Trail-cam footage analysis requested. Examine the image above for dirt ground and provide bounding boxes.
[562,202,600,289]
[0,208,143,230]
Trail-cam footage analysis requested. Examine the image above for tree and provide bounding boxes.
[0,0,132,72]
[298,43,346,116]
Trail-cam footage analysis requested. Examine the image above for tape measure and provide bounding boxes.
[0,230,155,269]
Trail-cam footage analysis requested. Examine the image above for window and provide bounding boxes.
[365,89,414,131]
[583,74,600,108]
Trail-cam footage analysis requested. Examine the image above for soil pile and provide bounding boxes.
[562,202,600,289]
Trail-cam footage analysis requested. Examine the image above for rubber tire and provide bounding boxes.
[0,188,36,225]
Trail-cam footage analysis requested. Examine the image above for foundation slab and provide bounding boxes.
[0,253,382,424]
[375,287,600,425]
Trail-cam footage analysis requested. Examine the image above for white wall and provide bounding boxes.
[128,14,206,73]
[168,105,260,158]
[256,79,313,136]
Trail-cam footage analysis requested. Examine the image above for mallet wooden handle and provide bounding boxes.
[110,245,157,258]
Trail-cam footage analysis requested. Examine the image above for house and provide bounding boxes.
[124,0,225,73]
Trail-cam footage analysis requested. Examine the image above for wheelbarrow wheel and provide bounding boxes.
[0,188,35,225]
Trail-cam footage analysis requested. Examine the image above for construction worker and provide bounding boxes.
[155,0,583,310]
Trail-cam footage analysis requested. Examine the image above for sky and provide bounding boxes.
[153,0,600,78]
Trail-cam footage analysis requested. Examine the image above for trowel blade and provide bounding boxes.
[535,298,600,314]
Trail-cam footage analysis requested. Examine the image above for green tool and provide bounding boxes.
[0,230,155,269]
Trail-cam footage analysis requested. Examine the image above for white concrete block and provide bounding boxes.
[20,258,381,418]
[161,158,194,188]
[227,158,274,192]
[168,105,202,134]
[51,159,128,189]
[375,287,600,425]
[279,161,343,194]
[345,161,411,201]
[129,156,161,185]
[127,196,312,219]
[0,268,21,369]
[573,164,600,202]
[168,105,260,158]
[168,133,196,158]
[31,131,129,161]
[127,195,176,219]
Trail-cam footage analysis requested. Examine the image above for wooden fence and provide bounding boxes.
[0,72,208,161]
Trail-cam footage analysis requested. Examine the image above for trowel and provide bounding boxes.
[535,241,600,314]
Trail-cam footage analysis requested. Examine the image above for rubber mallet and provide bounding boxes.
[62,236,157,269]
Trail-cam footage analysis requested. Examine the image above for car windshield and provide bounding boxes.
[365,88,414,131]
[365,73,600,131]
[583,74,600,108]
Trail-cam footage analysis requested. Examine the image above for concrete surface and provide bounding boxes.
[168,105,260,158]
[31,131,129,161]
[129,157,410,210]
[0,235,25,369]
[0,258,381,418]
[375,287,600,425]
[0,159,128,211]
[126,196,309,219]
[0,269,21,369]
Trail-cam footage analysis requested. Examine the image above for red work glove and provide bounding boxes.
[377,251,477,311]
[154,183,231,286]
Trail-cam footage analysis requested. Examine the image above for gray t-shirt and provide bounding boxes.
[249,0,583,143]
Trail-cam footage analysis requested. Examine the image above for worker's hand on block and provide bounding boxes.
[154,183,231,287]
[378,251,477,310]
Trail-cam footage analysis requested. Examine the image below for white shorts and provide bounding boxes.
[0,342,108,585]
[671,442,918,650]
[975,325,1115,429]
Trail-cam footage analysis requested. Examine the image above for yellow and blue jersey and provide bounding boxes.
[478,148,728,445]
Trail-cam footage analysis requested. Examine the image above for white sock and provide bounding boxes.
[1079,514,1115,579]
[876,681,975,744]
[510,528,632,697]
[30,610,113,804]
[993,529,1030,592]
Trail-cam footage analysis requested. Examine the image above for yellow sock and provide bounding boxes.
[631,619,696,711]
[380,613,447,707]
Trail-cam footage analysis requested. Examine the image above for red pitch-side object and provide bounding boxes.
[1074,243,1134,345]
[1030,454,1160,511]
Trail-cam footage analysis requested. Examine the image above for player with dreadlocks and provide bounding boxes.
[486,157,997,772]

**EXERCISE**
Write out the entries word for word, starting at the line that contains "dreadlocks and provide bounding boxes." and continuing through the end of the entries.

**ANSWER FOR THE TASK**
Trail-cam footage analysis requested. Examine the image above for player with dreadlocks and provide bounding boxes.
[486,157,997,772]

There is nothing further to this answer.